• TEXT PASSAGE
::::::::

The Emergence of Order

  • Who can guess the state of this process after 10 steps, with 1 person?
  • 10 people? 50? 100? (If they find themselves on the same spot, they stand on each other’s heads)
  • 100 steps? 1000?

The Result: 16 Steps

Code
library(tibble)
library(ggplot2)
library(ggExtra)
library(dplyr)
library(tidyr)
# From McElreath!
gen_histo <- function(reps, num_steps) {
  support <- c(-1,1)
  pos <-replicate(reps, sum(sample(support,num_steps,replace=TRUE,prob=c(0.5,0.5))))
  #print(mean(pos))
  #print(var(pos))
  pos_df <- tibble(x=pos)
  clt_distr <- function(x) dnorm(x, 0, sqrt(num_steps))
  plot <- ggplot(pos_df, aes(x=x)) +
    geom_histogram(aes(y = after_stat(density)), fill=cbPalette[1], binwidth = 2) +
    stat_function(fun = clt_distr) +
    dsan_theme("quarter") +
    theme(title=element_text(size=16)) +
    labs(
      title=paste0(reps," Random Walks, ",num_steps," Steps")
    )
  return(plot)
}
gen_walkplot <- function(num_people, num_steps, opacity=0.15) {
  support <- c(-1, 1)
  # Unique id for each person
  pid <- seq(1, num_people)
  pid_tib <- tibble(pid)
  pos_df <- tibble()
  end_df <- tibble()
  all_steps <- t(replicate(num_people, sample(support, num_steps, replace = TRUE, prob = c(0.5, 0.5))))
  csums <- t(apply(all_steps, 1, cumsum))
  csums <- cbind(0, csums)
  # Last col is the ending positions
  ending_pos <- csums[, dim(csums)[2]]
  end_tib <- tibble(pid = seq(1, num_people), endpos = ending_pos, x = num_steps)
  # Now convert to tibble
  ctib <- as_tibble(csums, name_repair = "none")
  merged_tib <- bind_cols(pid_tib, ctib)
  long_tib <- merged_tib %>% pivot_longer(!pid)
  # Convert name -> step_num
  long_tib <- long_tib %>% mutate(step_num = strtoi(gsub("V", "", name)) - 1)
  # print(end_df)
  grid_color <- rgb(0, 0, 0, 0.1)

  # And plot!

::::::::

• GIVEN ENTRIES

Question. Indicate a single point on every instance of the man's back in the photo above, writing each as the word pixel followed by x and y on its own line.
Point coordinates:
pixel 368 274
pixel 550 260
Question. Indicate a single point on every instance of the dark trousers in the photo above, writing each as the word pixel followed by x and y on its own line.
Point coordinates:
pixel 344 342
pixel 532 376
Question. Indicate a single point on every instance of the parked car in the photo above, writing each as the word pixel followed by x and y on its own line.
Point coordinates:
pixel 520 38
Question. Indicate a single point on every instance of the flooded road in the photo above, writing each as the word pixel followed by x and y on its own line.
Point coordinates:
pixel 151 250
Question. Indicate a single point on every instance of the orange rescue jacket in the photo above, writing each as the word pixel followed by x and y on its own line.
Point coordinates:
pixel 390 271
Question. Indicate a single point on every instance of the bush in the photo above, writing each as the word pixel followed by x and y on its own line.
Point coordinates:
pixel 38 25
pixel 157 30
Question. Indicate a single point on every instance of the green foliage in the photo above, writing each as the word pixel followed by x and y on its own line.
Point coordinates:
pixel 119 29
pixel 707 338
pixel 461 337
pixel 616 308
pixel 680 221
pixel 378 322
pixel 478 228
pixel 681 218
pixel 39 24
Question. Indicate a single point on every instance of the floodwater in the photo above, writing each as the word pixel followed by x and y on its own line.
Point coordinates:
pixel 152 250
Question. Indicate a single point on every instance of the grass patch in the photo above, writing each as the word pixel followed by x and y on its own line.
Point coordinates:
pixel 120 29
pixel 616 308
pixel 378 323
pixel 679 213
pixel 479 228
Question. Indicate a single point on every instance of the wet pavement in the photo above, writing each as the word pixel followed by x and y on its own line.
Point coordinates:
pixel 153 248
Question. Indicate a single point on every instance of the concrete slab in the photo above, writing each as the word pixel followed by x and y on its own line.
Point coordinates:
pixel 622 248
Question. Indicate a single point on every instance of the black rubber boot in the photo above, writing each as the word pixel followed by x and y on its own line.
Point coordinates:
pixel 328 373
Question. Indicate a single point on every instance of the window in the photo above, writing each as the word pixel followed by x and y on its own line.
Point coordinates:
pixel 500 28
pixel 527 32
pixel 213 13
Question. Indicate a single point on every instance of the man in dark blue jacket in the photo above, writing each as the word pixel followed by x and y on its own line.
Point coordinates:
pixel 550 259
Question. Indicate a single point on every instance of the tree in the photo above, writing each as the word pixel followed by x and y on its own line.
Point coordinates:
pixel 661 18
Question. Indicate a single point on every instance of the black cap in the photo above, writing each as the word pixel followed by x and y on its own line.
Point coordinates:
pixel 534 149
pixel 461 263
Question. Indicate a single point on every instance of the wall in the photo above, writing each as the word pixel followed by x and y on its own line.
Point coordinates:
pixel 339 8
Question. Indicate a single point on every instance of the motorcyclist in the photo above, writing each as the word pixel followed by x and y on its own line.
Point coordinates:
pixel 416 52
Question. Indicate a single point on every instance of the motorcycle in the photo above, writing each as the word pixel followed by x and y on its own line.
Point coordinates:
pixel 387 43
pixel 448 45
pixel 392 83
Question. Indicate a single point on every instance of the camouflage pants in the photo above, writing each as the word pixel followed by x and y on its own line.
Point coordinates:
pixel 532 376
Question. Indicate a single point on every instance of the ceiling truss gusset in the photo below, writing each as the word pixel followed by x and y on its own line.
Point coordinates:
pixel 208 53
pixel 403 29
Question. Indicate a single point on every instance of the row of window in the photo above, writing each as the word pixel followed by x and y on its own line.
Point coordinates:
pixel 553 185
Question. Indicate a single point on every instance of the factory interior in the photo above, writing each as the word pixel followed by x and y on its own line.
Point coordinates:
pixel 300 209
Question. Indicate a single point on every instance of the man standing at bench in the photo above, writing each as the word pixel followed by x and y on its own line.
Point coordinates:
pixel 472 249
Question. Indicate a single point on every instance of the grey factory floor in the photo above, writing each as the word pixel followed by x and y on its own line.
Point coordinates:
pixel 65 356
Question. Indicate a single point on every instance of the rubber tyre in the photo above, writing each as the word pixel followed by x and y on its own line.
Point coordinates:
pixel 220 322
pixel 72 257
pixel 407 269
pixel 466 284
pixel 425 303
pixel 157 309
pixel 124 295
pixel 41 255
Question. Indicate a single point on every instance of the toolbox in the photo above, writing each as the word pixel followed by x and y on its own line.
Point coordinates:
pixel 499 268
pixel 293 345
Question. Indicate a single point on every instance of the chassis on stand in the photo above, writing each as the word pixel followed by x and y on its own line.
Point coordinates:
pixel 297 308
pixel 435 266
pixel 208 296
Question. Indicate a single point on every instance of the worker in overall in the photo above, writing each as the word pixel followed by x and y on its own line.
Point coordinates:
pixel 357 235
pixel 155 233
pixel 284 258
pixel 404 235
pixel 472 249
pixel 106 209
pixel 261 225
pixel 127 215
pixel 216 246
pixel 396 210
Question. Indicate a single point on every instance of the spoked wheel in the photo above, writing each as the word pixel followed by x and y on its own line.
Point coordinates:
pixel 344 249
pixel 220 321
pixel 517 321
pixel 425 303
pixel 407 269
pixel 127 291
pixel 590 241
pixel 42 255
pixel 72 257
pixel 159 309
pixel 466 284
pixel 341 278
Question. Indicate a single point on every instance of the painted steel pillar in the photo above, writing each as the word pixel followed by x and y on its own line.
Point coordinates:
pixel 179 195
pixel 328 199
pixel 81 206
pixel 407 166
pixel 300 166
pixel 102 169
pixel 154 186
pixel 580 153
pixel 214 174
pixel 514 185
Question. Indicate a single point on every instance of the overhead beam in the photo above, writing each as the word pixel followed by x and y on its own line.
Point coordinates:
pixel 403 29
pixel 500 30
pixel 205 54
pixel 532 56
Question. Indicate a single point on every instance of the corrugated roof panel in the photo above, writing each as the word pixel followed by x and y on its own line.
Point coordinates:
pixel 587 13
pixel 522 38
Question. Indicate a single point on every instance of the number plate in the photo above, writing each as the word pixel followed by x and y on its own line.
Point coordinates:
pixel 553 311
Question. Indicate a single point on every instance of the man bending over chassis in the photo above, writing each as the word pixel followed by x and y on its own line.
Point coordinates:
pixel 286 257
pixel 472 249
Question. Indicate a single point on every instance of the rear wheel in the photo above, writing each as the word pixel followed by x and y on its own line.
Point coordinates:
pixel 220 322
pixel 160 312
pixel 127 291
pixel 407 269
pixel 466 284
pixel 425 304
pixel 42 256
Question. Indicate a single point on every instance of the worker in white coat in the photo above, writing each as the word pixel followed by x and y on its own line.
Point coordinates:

::::::::

• REQUEST
Continue the random walk text on the emergence of order, picking up right after its final "# And plot!" line.

• RESPONSE FOR THIS EXERCISE
  walkplot <- ggplot(
      long_tib,
      aes(
          x = step_num,
          y = value,
          group = pid,
          # color=factor(label)
      )
  ) +
      geom_line(linewidth = g_linesize, alpha = opacity, color = cbPalette[1]) +
      geom_point(data = end_tib, aes(x = x, y = endpos), alpha = 0) +
      scale_x_continuous(breaks = seq(0, num_steps, num_steps / 4)) +
      scale_y_continuous(breaks = seq(-20, 20, 10)) +
      dsan_theme("quarter") +
      theme(
          legend.position = "none",
          title = element_text(size = 16)
      ) +
      theme(
          panel.grid.major.y = element_line(color = grid_color, linewidth = 1, linetype = 1)
      ) +
      labs(
          title = paste0(num_people, " Random Walks, ", num_steps, " Steps"),
          x = "Number of Steps",
          y = "Position"
      )
}
wp1 <- gen_walkplot(500, 16, 0.05)
Warning: The `x` argument of `as_tibble.matrix()` must have unique column names if
`.name_repair` is omitted as of tibble 2.0.0.
ℹ Using compatibility `.name_repair`.
Code
ggMarginal(wp1, margins = "y", type = "histogram", yparams = list(binwidth = 1))

The Result: 64 Steps

Code
library(ggExtra)
wp2 <- gen_walkplot(5000,64,0.008) +
  ylim(-30,30)
Scale for y is already present.
Adding another scale for y, which will replace the existing scale.
Code
ggMarginal(wp2, margins = "y", type = "histogram", yparams = list(binwidth = 1))

What’s Going On Here?

(Stay tuned for Markov processes \(\overset{t \rightarrow \infty}{\leadsto}\) Stationary distributions!)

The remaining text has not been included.